==== Extract to read

Research, Innovation, and Hope for Genetic Diseases

05 March 2024 | Features | By Esha Srivastava and Saveetha Meganathan

Need for robust investments in science and technology

A vibrant group of experts delved into the challenges and opportunities in developing effective therapies and diagnostics for Rare Genetic Diseases (RGD) at the session on “Enhancing RGD Therapy and Research Environment”.

Dr Taslim ignited the discussion, emphasizing the transformative power of innovation in delivering both therapeutics and diagnostics for RGDs. He stressed the crucial role of evidence-based research, urging its translation into tangible social impact. He also highlighted the need for robust investments in science and technology, nurturing a virtuous cycle of good science fueling further advancements.

Intellectual property rights expert Dr Rita Sarin shed light on the financial hurdles hindering RGD drug development. She explained the lengthy, expensive process of creating a drug molecule, a major deterrent for pharmaceutical companies due to low returns. She delved into the intricacies of licensing and various patent types, emphasizing the healthcare industry's focus on primary patents due to limitations on secondary patents in India.

Dr Sarin also showcased inspiring examples of successful indigenous and generic medications, while proposing valuable solutions. These included integrating research pipelines and fostering collaborative research, paving the way for either industry-academia partnerships to drive innovation or affordable API (active pharmaceutical ingredient) supplies through collaborations between innovative firms and the Indian pharmaceutical sector.

Dr Jogin Desai brought the spotlight to retinitis pigmentosa, a rare congenital retinal disease. He highlighted the devastating consequences of undiagnosed cases due to insufficient data, stressing the societal costs of inaction. He advocated for integrating genetic insights into societal knowledge, laying the groundwork for a comprehensive understanding of these often-overlooked conditions. His concluding remarks focused on key areas for improvement, including:

  • Establishing a robust regulatory framework and addressing cost concerns through a homegrown innovation ecosystem.
  • Approving in vitro experiments for RGD research, potentially reducing dependence on animal models.

========

▸ **Questions on the material**
**A.** Answer the following from the article on rare genetic diseases:
(i) What was the title of the session at which the experts met?
(ii) According to Dr Rita Sarin, why is creating a drug molecule a major deterrent for pharmaceutical companies?
(iii) Which rare congenital retinal disease did Dr Jogin Desai bring into focus?
**B.** Resume the article on rare genetic diseases after its final bullet point, continuing in the same formal reporting style.

==== Data shown

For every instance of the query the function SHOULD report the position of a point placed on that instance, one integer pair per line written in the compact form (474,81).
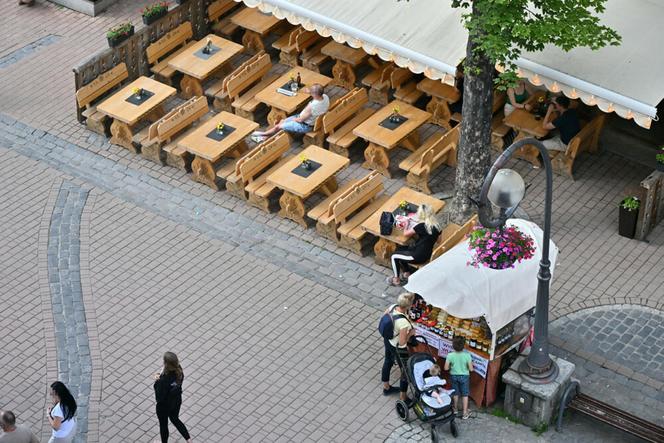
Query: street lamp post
(505,189)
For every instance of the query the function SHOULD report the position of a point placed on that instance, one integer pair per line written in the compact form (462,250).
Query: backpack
(386,323)
(386,223)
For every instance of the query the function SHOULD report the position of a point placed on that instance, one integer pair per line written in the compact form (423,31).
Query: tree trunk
(474,157)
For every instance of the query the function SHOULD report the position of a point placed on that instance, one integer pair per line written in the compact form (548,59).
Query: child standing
(460,364)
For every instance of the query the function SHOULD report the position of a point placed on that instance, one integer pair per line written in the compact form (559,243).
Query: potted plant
(152,13)
(627,216)
(500,248)
(659,165)
(118,34)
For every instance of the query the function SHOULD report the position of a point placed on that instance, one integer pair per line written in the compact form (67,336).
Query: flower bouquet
(499,248)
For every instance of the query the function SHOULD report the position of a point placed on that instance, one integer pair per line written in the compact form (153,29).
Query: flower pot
(115,41)
(627,222)
(149,19)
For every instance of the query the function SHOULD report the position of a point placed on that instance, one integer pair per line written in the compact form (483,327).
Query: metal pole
(538,367)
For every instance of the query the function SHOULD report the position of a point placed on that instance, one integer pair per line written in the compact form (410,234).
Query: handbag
(386,223)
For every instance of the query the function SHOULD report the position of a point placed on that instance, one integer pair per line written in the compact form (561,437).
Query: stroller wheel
(434,434)
(454,429)
(402,410)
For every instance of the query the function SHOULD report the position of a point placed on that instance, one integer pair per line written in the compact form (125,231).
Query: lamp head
(507,189)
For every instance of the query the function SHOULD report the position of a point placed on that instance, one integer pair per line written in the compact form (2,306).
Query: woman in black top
(428,230)
(168,392)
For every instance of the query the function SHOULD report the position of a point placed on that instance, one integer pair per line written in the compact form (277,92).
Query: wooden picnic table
(126,115)
(196,66)
(526,124)
(257,25)
(442,95)
(297,189)
(347,60)
(209,152)
(381,140)
(387,244)
(284,105)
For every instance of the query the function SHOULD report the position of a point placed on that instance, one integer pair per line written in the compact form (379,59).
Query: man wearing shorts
(304,122)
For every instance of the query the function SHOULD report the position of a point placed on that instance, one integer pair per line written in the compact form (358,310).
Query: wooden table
(209,152)
(382,139)
(387,244)
(197,69)
(526,124)
(442,95)
(347,59)
(257,25)
(284,105)
(297,189)
(125,115)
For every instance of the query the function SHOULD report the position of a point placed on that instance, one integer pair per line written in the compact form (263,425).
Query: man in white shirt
(305,121)
(13,433)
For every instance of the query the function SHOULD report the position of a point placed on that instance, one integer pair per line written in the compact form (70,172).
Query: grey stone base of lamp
(535,403)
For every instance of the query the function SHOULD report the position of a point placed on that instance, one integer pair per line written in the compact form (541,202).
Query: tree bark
(474,154)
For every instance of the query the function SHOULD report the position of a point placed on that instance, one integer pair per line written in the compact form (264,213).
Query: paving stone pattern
(71,332)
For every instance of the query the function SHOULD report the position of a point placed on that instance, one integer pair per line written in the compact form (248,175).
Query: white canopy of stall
(428,37)
(499,295)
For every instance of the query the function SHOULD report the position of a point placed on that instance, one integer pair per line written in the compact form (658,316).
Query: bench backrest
(178,119)
(254,162)
(218,8)
(172,40)
(446,145)
(454,239)
(101,84)
(250,74)
(345,108)
(356,197)
(587,138)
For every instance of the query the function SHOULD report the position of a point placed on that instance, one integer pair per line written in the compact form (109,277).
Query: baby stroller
(425,406)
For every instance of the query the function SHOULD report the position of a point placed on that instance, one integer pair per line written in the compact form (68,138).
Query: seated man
(567,123)
(304,122)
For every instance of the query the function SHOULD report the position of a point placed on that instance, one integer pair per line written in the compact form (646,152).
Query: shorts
(290,125)
(461,384)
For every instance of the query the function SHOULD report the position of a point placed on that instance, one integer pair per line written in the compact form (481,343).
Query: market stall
(491,308)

========

▸ **Answers by task**
**A.**
(i) "Enhancing RGD Therapy and Research Environment"
(ii) The process is lengthy and expensive, and the returns are low.
(iii) Retinitis pigmentosa

**B.**
  • Enabling GMP (Good Manufacturing Practices)-like production facilities.
  • Developing both a validated safety model and a gene-agnostic model.

Dr Ajay Singh broadened the lens, emphasizing the need for a diverse RGD ecosystem encompassing investors, NGOs, manufacturers, researchers, industry players, and patient advocacy groups. He underscored the fact that a staggering 80% of diseases have a genetic component, highlighting the collective responsibility to tackle this widespread challenge.

Dr Sadhna Joglekar provided a global perspective, presenting a landscape study of advancements in rare disease drug research from 1950 to 2023. She underscored the significance of collaborative decision-making and incentivizing rare disease drug development. Recognizing the complexities in research planning and execution, she advocated for overcoming these hurdles to accelerate progress.

Dr Nabendu Chatterjee shed light on government initiatives through ICMR (Indian Council of Medical Research), outlining the various ways in which the government is supporting RGD research and addressing crucial gaps:

  • Early diagnosis
  • Epidemiological data collection
  • Therapeutics availability and affordability
  • Awareness and expertise development
  • Dedicated research initiatives

To address the critical challenges of therapeutic availability and affordability, Dr Chatterjee suggested increasing grants, fostering collaboration, and strengthening networking efforts. He further elaborated on existing government initiatives such as genomics projects, networking between patient advocacy groups and other stakeholders, therapeutics development for inherited rare diseases, and the National Apex Committee: National Consortium for Research and Development on Therapeutics in Rare Diseases (NCRDTRD). He concluded by outlining potential future directions, including prioritizing early diagnosis, developing novel or indigenous treatments, establishing a national registry, and characterizing rare diseases in the Indian context.

The latter part of the event resonated with personal stories from patient advocacy groups. Moumita Ghosh of the Cure SMA Foundation of India shared the heart-wrenching journey of her daughter with SMA (Spinal Muscular Atrophy), highlighting the struggles in accessing proper care and treatment. She spoke passionately about the organization's mission and how they support individuals with SMA. Kritida Oza, living with Sjogren's disease, shared her experiences and the challenges faced by patients with this rheumatic condition for which no specific therapy exists. Her plea for equal opportunities and acknowledging patients' perspectives added a powerful human touch to the discussion.

The event offered a potent mix of expert insights and lived experiences, illuminating the path towards a brighter future for those living with RGDs in India. By fostering collaboration, innovation, and a supportive ecosystem, we can ensure that no one is left behind in the quest for effective therapies and a better quality of life.